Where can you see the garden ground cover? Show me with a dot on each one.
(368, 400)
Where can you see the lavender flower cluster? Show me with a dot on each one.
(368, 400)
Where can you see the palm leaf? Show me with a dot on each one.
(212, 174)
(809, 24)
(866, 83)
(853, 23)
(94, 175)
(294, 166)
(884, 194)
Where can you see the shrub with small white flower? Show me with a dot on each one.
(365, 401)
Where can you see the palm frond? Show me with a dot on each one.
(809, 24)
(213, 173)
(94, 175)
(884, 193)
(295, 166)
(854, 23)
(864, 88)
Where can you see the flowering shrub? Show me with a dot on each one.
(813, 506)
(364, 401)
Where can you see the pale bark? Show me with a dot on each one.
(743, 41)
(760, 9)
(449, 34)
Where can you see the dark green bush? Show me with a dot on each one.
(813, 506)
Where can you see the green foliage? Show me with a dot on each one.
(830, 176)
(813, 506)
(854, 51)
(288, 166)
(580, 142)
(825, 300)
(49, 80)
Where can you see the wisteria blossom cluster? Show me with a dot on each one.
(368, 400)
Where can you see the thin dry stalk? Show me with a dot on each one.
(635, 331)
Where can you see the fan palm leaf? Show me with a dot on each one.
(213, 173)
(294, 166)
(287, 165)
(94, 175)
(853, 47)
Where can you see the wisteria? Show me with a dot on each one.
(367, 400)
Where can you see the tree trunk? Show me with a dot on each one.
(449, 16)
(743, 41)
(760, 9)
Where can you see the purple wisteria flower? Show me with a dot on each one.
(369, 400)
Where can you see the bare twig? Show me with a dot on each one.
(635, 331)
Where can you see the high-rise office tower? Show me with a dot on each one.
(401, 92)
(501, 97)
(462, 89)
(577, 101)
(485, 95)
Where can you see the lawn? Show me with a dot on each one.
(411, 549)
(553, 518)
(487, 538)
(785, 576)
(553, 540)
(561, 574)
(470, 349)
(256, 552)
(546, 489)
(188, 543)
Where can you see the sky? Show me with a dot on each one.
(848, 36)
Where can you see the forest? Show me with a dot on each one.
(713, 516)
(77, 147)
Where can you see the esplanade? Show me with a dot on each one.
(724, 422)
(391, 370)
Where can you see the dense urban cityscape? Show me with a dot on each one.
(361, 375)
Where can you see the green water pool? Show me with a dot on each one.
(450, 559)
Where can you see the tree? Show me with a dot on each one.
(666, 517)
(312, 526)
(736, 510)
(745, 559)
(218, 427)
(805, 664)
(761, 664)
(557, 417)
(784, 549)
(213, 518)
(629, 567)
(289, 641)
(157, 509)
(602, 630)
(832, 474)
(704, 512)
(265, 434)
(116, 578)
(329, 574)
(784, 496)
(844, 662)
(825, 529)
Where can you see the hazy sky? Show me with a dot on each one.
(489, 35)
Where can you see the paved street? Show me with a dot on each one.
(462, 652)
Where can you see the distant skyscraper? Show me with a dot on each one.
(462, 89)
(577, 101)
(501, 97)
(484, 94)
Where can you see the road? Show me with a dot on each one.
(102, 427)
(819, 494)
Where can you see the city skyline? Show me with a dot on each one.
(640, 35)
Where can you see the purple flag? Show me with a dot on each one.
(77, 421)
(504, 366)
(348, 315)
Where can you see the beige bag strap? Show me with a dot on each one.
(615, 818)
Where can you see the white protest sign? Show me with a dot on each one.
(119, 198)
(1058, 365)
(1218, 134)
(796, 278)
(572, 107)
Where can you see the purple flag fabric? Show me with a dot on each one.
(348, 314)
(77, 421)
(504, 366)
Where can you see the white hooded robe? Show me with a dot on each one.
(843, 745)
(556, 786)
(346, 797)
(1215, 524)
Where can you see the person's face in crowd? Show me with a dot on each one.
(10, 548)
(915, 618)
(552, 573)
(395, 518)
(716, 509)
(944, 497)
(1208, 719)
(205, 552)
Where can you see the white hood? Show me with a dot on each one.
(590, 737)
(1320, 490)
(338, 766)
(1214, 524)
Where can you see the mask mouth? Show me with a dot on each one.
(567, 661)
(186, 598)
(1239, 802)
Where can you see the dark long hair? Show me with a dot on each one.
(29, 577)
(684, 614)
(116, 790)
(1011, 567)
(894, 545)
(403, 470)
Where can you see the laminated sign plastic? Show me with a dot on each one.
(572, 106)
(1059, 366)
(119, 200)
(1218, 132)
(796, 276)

================================

Exercise task:
Reproduce all of the records above, substituting "Mark each one with a dot" for every occurrence of "Show me with a dot on each one" and leaving everything else unchanged.

Response to the exercise:
Where can you see the garden ground cover? Mark each one with a dot.
(368, 400)
Where can you see the lavender flower cluster? Mark each one with a dot.
(368, 400)
Where can you see the palm leaf? Mark each one with a dot.
(212, 174)
(809, 24)
(866, 83)
(853, 23)
(94, 175)
(294, 166)
(884, 194)
Where can you see the shrub with small white flower? Mark each one with a dot.
(365, 401)
Where can you see the palm frond? Mark each one with a dot.
(809, 24)
(213, 173)
(94, 175)
(884, 193)
(295, 166)
(854, 23)
(864, 88)
Where can you see the flowering shrub? Mark each one with a dot.
(813, 506)
(364, 401)
Where can you see the pale bark? Mark each one with a dot.
(743, 41)
(760, 9)
(449, 34)
Where can you see the dark green bush? Mark each one with a dot.
(813, 506)
Where can you see the green foliage? Mark each one with a dot.
(830, 176)
(813, 506)
(854, 51)
(288, 166)
(580, 142)
(825, 300)
(49, 80)
Where can you see the wisteria blossom cluster? Mark each one with a dot.
(368, 400)
Where can you see the thin dry stalk? Mark each one with a dot.
(635, 331)
Where can you see the fan palm leaf? Mark each one with a dot.
(213, 173)
(294, 166)
(287, 165)
(94, 175)
(853, 47)
Where can you see the wisteria? Mark each one with a dot.
(367, 400)
Where can you see the tree trunk? Mark each one with a dot.
(449, 16)
(743, 41)
(760, 9)
Where can you see the purple wisteria flower? Mark each one with a dot.
(369, 400)
Where can you see the bare twig? Mark each one with a dot.
(635, 331)
Where can you see the high-rise office tower? Mark each one with a dot.
(401, 92)
(501, 97)
(462, 89)
(577, 101)
(485, 95)
Where can you see the lawn? Mark each one with a dot.
(411, 549)
(553, 518)
(487, 538)
(785, 576)
(553, 540)
(561, 574)
(470, 349)
(256, 552)
(546, 489)
(188, 543)
Where can you see the sky? Mark each one with a dot.
(848, 36)
Where can you see the forest? Mark each one with a dot.
(713, 516)
(77, 147)
Where can you see the esplanade? Mark each one with a dot.
(724, 422)
(391, 370)
Where can you see the dense urban cityscape? Mark each one with a dot.
(361, 375)
Where can you see the green water pool? Mark each one with a dot.
(450, 559)
Where can you see the tree? Mark each one with a dot.
(666, 517)
(312, 526)
(736, 510)
(745, 559)
(218, 427)
(805, 664)
(761, 664)
(557, 417)
(784, 549)
(213, 518)
(629, 567)
(289, 641)
(157, 509)
(602, 630)
(832, 474)
(704, 512)
(265, 434)
(116, 578)
(329, 574)
(784, 496)
(844, 662)
(825, 529)
Where can you see the hazy sky? Mark each one with a dot.
(489, 35)
Where can you see the paved street? Mark each one with a dot.
(462, 652)
Where can you see the distant skyscraper? Mark each one with a dot.
(462, 89)
(577, 101)
(501, 97)
(484, 94)
Where can you see the road? Mark each one with a dot.
(102, 427)
(819, 494)
Where can you see the city skyline? Mark each one with a dot.
(640, 35)
Where can you see the purple flag? Mark each one with a dot.
(77, 421)
(504, 366)
(348, 315)
Where can you see the beige bag strap? Mark each one with a dot.
(615, 818)
Where can you see the white protest sign? Mark each one with a dot.
(119, 198)
(1058, 365)
(1218, 134)
(796, 278)
(572, 107)
Where can you see the purple flag fabric? Mark each one with a dot.
(348, 314)
(77, 421)
(504, 366)
Where can you see the white hooded robe? Mark each one with a dot.
(843, 745)
(556, 786)
(346, 797)
(1215, 524)
Where can you see the person's face in crowd? Mark each one with a dot.
(10, 548)
(915, 618)
(552, 573)
(395, 518)
(716, 509)
(944, 497)
(1208, 719)
(205, 552)
Where can you see the white hood? Mark each one with a dot.
(590, 737)
(1320, 490)
(338, 766)
(1214, 524)
Where can you see the mask mouth? Mark each one with a dot.
(567, 661)
(186, 598)
(1239, 802)
Where can you see the dark long hair? Mark each one with a dot.
(29, 577)
(684, 614)
(116, 790)
(1011, 567)
(894, 545)
(403, 470)
Where can you see the laminated sign plastic? Mark each one with a dot.
(572, 106)
(1059, 366)
(119, 200)
(1218, 132)
(796, 276)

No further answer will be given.